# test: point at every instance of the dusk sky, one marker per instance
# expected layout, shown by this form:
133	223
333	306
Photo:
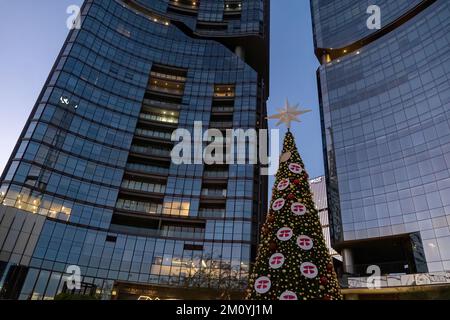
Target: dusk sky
33	32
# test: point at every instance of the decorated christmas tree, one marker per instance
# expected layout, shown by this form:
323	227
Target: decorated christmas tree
293	261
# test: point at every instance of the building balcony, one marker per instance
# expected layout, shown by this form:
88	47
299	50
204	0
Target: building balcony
166	136
147	169
150	151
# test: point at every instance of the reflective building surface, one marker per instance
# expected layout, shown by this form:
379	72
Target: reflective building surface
91	183
385	104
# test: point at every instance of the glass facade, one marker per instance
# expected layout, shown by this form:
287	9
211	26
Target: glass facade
91	182
386	126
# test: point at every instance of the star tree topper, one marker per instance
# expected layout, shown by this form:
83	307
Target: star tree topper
288	114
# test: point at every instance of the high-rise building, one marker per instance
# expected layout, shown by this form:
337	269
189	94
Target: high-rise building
91	184
385	101
319	192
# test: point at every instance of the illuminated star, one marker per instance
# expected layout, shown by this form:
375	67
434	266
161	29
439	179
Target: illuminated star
288	114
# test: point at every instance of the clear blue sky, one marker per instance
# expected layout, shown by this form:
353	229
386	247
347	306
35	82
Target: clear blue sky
32	33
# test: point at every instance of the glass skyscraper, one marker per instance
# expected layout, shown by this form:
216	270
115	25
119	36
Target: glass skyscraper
91	182
385	107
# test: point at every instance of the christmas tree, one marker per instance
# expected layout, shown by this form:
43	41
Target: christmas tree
293	261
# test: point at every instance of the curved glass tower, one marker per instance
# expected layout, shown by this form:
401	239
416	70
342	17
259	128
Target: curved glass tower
385	101
91	184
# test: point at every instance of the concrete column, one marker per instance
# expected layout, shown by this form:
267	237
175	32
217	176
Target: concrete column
326	58
347	256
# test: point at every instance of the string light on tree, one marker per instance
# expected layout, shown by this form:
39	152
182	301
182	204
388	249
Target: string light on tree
293	261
★ ★ ★ ★ ★
§ **DIRECTIONS FOR THIS TASK**
An exact reproduction of the data is required, with pictures excluded.

§ **WRITTEN RESPONSE**
# test: point at every instance of the dusk sky, one marker per instance
# expected layout, shown by this form:
133	223
333	306
Photo:
Target: dusk sky
33	32
# test: point at every instance of the decorated christmas tree, one marker per instance
# expected layout, shown by this form:
323	227
Target: decorated christmas tree
293	261
# test: point at every instance of the building balcony, one marker per instance
# expected layout, shown by this form:
88	47
299	50
204	0
Target: building balcony
166	136
147	169
150	151
# test: point at every instance of the reflective building surface, one marker per instance
# expected layout, shown by this form:
379	72
Target: reflective building surface
91	183
385	104
# test: point at every instance of the glass facade, one marker per instance
# expected layout, shown by this form:
287	9
211	26
Target: glass facade
91	182
386	126
# test: point at every instance of the star tree topper, one marker per instance
# expected layout, shown by this form:
83	307
Target: star tree topper
288	114
# test: point at every instance of the high-rise building, one marker per instance
# expected layout, shown by this form:
337	269
189	94
Target: high-rise building
91	184
385	101
319	192
# test: point at every instance of the illuminated star, one marker per instance
# expected layout, shown by this form:
375	67
434	266
161	29
439	179
Target: illuminated star
288	114
# test: point at every instance of the clear blue sky, one marker per instance
# expected layout, shown by this form:
353	229
386	247
347	306
35	82
Target: clear blue sky
32	33
# test: point at every instance of the glass skyscraper, one marker per instance
# expected layout, shown by this form:
216	270
115	25
119	36
Target: glass skyscraper
91	182
385	107
# test: point at every instance of the christmas tree, one marker per instance
# expected layout, shown by this form:
43	41
Target: christmas tree
293	261
# test: point at every instance of the curved glass tower, one marker per instance
# expected layout, shown by this form:
401	239
416	70
342	17
259	128
Target: curved glass tower
385	101
91	184
# test: point at every instance of the concrete column, one marker per instance
# expected layout, shown by this form:
267	237
175	32
217	176
Target: concrete column
326	58
347	256
# test: point at every instance of the string light on tree, one marker per instance
# expected layout, shown by this form:
39	152
182	301
182	204
388	249
Target: string light on tree
293	261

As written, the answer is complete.